*PROVIDED PASSAGE*
Another panel focused on the possibility of the legalization of gaming in Georgia. Featuring state Rep. Ron Stephens, the sponsor of a bill that would do just that, other panelists gauged the interest in the legislature. Part of the hurdle is that it takes a two-thirds vote of each house to approve the bill—120 of the 180 members of the House and 38 of the 56 state senators.

Moderator Ryan Soultz, director of governmental affairs for Boyd Gaming Corporation, was joined by Chris Anulewicz, a partner with Balch & Bingham, and Jeff Morris, vice president of public affairs and government relations for Penn National Gaming. Most panelists agreed that an amendment may be approved by the legislature and a vote held in 2020. And a gaming commission could be set up by 2021, and it would be off to the races.

The important organization Global Gaming Women sponsored the lunch this year, featuring a presentation from Phyliss Anderson, the first female chief of the Mississippi Band of Choctaw Indians, sponsored by Sportradar. Anderson compared the progress of women in gaming to the #MeToo movement that has sunk some very high-profile officials, including gaming’s Steve Wynn.

“The women’s movement easily parallels the efforts under way in Indian Country,” Anderson said. “We seek voices to be heard, and we only want justice, representation and fairness.

“As a female in leadership, and a mother and grandmother to girls, I tell you that I celebrate and cheer these women on as they speak out.”

The speakers were unified in the quality of the event and the benefits for attendees.

“The Southern Gaming Summit continued its tradition as a premier gaming industry conference in 2018,” said Tim Wilmott, chairman of Penn National Gaming. “The sessions were packed with informative insight into the present and future of gaming in the South, and it was capped off with a celebration of industry pioneers who blazed the trail in the Magnolia State. I thoroughly enjoyed this year’s summit, and Penn National Gaming looks forward to participating again next year.”


Trail Blazers
Mississippi Gaming Hall of Fame launched with impressive gala

The highlight of the SGS was the Mississippi Gaming Hall of Fame Gala on the final night. With Mississippi gaming approaching its fourth decade, the creation of the hall was a natural evolution, says Larry Gregory of the MGHA.

“We had so many deserving nominees that it was very difficult to narrow down the recipients,” he says. “But with the votes of our 28 member casinos, the honorees were all very deserving and appropriate. And of course, we have a long list for consideration in the future.”

Attended by more than 500 people, they came to honor the pioneers in the Mississippi industry:

Lyle Berman, co-founder of Grand Casinos, who not only played a role in the development of Mississippi gaming but also played a major role in the development of Indian gaming in Minnesota. Berman had a previous commitment so his award was accepted by longtime executive and now general manager of the Silver Slipper in Mississippi, John Ferrucci.

*INFORMATION SHOWN*

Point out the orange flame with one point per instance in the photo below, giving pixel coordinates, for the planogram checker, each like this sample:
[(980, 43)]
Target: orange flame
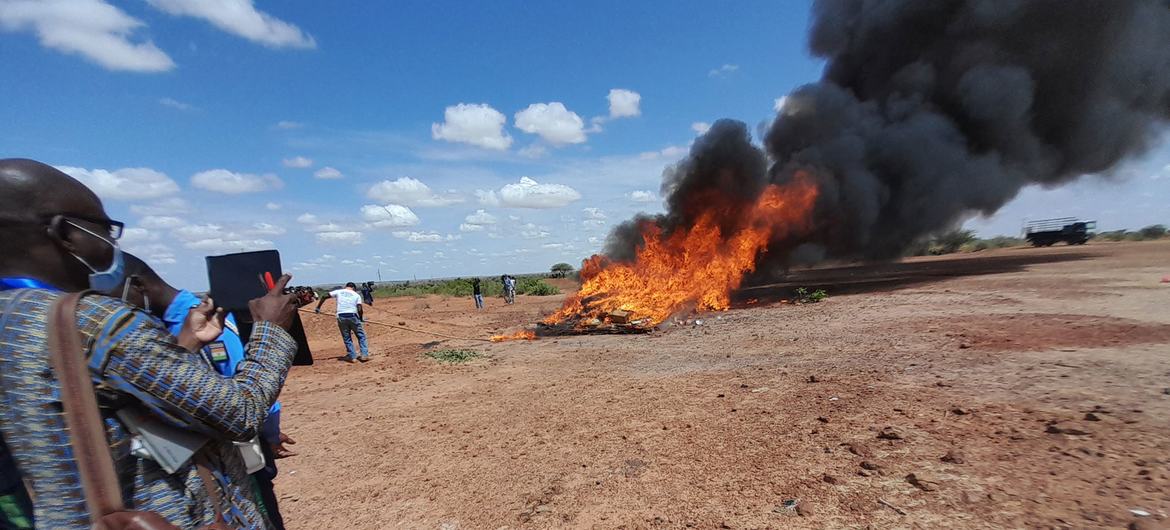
[(694, 268), (517, 336)]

*ACTIVITY 1*
In the gaming summit text, substitute "luncheon" for "lunch" and write out the part from "Moderator Ryan Soultz, director" up to and including "gaming’s Steve Wynn.".
*ACTIVITY 2*
According to the gaming summit text, how many people attended the Mississippi Gaming Hall of Fame Gala?
The listing has no connection to the gaming summit text.

*YOUR SOLUTION 1*
Moderator Ryan Soultz, director of governmental affairs for Boyd Gaming Corporation, was joined by Chris Anulewicz, a partner with Balch & Bingham, and Jeff Morris, vice president of public affairs and government relations for Penn National Gaming. Most panelists agreed that an amendment may be approved by the legislature and a vote held in 2020. And a gaming commission could be set up by 2021, and it would be off to the races.

The important organization Global Gaming Women sponsored the luncheon this year, featuring a presentation from Phyliss Anderson, the first female chief of the Mississippi Band of Choctaw Indians, sponsored by Sportradar. Anderson compared the progress of women in gaming to the #MeToo movement that has sunk some very high-profile officials, including gaming’s Steve Wynn.

*YOUR SOLUTION 2*
More than 500 people.